§ **To do**:
**A.** In the passage about Gautama's renunciation, where did He rest and shave His head?
**B.** Does the passage about Gautama's renunciation support each statement below? Answer yes or no for each, quoting the words from the passage that decide it.
(i) Arada Kalama came to regard Gautama as his equal.
(ii) Gautama handed His garments and ornaments to Kondanna.
(iii) The severe austerities brought Gautama nearer to His goal.
**C.** Reproduce word for word the part of the passage about Gautama's renunciation from "Finding that there" to "result being exhaustion.".

§ **Text provided**:
··········
After travelling for a long way He rested on the far bank of the river Neranjara and there shaved His head, giving His garments and ornaments to Channa to take back to the palace. He now adopted the simple yellow garb of an ascetic and led a life of voluntary poverty as a homeless beggar.
He commenced His search for calm and peace by studying with Arada Kalama, an ascetic of repute who, after his pupil’s developing the seventh Arupa Dhyana, or the Realm of Nothingness, regarded Him as his equal. The future Buddha was not satisfied, however, with mere mental concentration so He went to Udraka Ramaputra with whom He developed the final mental stage of the Realm of Neither Perception nor Non-Perception. Since, in those days, the ancient sages could proceed no further than this in mental development, the teacher invited Him to take full charge of all his disciples.
Finding that there seemed to be no-one competent to teach Him, since all were enmeshed in ignorance, Gautama gave up looking for external help from teachers since He realised that Truth and peace are to be found within oneself and not gained from another. Thereafter He wandered in the district of Magadha arriving eventually at Uruvela. Hearing of His renunciation, Kondanna, who had foretold His destiny at His birth, and four sons of the other sages who had been present at the same time, Bhaddiya, Vappa, Mahanama and Assaji, also renounced the world and joined Him. Asceticism was practiced very severely in those days in India and Gautama practiced all forms of austerity to such an extent that His delicate body was reduced almost to a skeleton but the greater His torments the further His goal receded, their only result being exhaustion.
··········
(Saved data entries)
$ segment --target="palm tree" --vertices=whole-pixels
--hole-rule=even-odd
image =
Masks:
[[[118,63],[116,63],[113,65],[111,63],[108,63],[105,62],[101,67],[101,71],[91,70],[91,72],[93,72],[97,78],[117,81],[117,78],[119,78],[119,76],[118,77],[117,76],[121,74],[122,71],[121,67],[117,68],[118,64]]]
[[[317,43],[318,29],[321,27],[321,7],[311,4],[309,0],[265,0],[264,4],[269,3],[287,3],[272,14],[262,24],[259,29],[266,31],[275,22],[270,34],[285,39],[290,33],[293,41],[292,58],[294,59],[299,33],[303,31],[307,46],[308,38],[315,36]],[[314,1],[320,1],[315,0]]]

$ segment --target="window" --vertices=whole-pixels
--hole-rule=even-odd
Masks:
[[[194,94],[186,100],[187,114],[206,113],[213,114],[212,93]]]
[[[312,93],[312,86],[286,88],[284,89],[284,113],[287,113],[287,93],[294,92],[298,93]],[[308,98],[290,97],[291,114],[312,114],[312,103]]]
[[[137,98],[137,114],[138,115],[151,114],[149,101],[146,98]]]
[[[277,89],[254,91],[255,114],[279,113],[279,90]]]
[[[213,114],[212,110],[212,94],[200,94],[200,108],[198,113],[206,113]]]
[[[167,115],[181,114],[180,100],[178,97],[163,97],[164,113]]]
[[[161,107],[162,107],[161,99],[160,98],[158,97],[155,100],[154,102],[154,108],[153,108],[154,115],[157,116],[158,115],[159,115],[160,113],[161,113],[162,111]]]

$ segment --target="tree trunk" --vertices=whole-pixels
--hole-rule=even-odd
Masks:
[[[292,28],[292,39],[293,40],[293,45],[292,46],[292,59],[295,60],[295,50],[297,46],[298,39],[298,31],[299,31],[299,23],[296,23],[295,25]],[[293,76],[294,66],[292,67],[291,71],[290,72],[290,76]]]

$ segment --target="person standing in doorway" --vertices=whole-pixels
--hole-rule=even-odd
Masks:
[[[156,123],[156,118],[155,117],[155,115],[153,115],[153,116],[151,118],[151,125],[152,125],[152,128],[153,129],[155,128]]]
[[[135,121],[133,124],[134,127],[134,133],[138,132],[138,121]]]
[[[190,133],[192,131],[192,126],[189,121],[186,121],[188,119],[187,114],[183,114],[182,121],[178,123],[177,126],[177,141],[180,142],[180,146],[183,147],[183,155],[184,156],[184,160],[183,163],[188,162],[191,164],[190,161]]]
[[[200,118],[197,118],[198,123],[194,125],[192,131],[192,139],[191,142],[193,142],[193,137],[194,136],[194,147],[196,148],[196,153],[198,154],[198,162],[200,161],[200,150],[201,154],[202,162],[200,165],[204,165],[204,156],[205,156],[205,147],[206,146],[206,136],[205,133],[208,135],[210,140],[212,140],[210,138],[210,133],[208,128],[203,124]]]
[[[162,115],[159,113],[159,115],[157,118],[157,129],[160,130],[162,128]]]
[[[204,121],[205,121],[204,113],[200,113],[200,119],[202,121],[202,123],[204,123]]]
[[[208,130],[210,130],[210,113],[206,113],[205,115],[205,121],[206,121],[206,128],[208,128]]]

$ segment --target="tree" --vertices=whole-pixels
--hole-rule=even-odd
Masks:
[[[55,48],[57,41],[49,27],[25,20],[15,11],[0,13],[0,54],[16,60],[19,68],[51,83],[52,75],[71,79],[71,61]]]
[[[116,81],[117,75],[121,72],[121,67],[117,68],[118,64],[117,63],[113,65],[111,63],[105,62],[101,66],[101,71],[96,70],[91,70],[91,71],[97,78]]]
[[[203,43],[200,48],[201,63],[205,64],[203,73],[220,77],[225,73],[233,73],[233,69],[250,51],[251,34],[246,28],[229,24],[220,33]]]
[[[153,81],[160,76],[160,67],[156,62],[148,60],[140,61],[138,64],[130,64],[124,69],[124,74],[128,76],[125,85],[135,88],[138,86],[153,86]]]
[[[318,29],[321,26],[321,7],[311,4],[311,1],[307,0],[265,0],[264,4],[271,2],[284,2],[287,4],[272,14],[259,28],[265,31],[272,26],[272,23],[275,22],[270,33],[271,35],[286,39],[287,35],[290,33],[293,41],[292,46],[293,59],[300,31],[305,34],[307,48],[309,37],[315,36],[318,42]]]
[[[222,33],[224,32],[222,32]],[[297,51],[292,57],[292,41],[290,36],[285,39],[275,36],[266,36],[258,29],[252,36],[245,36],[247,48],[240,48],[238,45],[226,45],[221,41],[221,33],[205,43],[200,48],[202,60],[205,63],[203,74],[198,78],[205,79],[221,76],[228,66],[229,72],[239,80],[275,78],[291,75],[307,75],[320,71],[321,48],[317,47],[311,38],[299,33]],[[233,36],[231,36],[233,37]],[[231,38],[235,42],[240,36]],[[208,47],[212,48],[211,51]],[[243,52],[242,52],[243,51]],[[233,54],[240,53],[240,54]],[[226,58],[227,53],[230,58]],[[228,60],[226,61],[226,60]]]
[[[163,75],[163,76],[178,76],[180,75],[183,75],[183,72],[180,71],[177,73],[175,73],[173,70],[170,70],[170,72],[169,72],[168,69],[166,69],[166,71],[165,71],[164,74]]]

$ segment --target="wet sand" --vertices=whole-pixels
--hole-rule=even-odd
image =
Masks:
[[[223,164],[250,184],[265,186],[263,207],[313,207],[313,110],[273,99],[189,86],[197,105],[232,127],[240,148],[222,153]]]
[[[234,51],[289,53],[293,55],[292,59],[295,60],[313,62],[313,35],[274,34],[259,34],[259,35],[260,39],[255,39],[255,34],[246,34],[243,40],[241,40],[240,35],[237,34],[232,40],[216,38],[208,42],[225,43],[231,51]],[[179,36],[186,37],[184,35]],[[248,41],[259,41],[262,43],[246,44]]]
··········
§ **Answers to the exercises**:
**A.** On the far bank of the river Neranjara.

**B.**
(i) Yes: "regarded Him as his equal"
(ii) No: "giving His garments and ornaments to Channa to take back to the palace"
(iii) No: "the greater His torments the further His goal receded, their only result being exhaustion"

**C.**
Finding that there seemed to be no-one competent to teach Him, since all were enmeshed in ignorance, Gautama gave up looking for external help from teachers since He realised that Truth and peace are to be found within oneself and not gained from another. Thereafter He wandered in the district of Magadha arriving eventually at Uruvela. Hearing of His renunciation, Kondanna, who had foretold His destiny at His birth, and four sons of the other sages who had been present at the same time, Bhaddiya, Vappa, Mahanama and Assaji, also renounced the world and joined Him. Asceticism was practiced very severely in those days in India and Gautama practiced all forms of austerity to such an extent that His delicate body was reduced almost to a skeleton but the greater His torments the further His goal receded, their only result being exhaustion.